Professor Tyndall, commenced by remarking on the avidity with which the working men of London seized the opportunities afforded them by the evening lectures delivered every year by the Professors in the Royal School of Mines. It was a noteworthy fact that these lectures were but rarely of a character which could help the artisan in his daily pursuits. It was a pure desire for knowledge, as a thing good in itself, and without regard to its practical application which animated these men.
“They wish to know,” he continued, “more of the wonderful universe around them; their minds hunger for this knowledge as naturally as their bodies hunger for food, and they come to us to satisfy this intellectual want. It is easily argued as a plea for science that it affords great material benefits. So it does. No doubt of it. Without science your Dundee would be a very small place indeed. But still the scientific discoverers—those high priests, so to say, of Science—they are, I assure you, in this work very rarely actuated by a desire for practical application at all. Take that great man whose name I can hardly trust my lips to utter—that man whom I loved—and who has lately gone from this earth —that man Faraday. That man—a poor book-binder’s apprentice—has done more for practical science than dozens of your practical men added together; and he has done it without ever caring to gain a shilling by it. He did it because he loved science; and I say it behoves the Legislature to know that the real workers in science are not those who are always trying to turn it to a practical account They love science for itself, and their desire is to understand and know all the phenomena of this glorious universe.

## EXCERPTED DATA
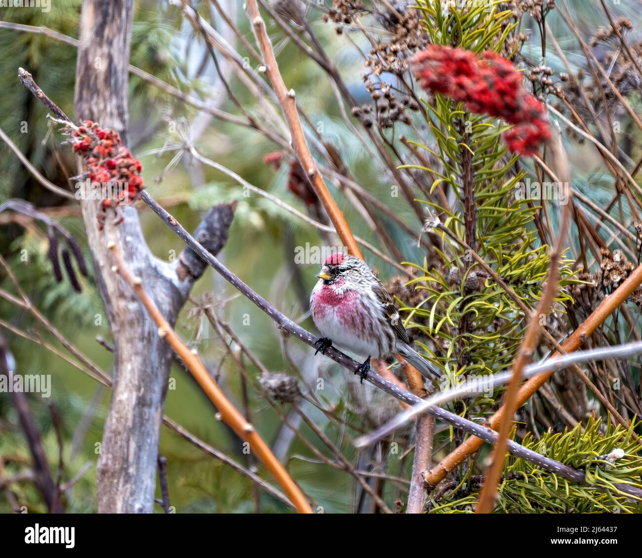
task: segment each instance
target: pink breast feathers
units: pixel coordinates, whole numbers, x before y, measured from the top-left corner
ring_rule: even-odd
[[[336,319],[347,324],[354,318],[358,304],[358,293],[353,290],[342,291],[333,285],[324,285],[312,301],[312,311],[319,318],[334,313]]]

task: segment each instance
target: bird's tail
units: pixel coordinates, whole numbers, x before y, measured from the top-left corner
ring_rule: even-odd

## DIRECTIVE
Pull out the stretch of the Tyndall passage from "Professor Tyndall, commenced" up to and including "animated these men.", copied word for word. The records have no connection to the Tyndall passage.

## COMPLETED EXERCISE
Professor Tyndall, commenced by remarking on the avidity with which the working men of London seized the opportunities afforded them by the evening lectures delivered every year by the Professors in the Royal School of Mines. It was a noteworthy fact that these lectures were but rarely of a character which could help the artisan in his daily pursuits. It was a pure desire for knowledge, as a thing good in itself, and without regard to its practical application which animated these men.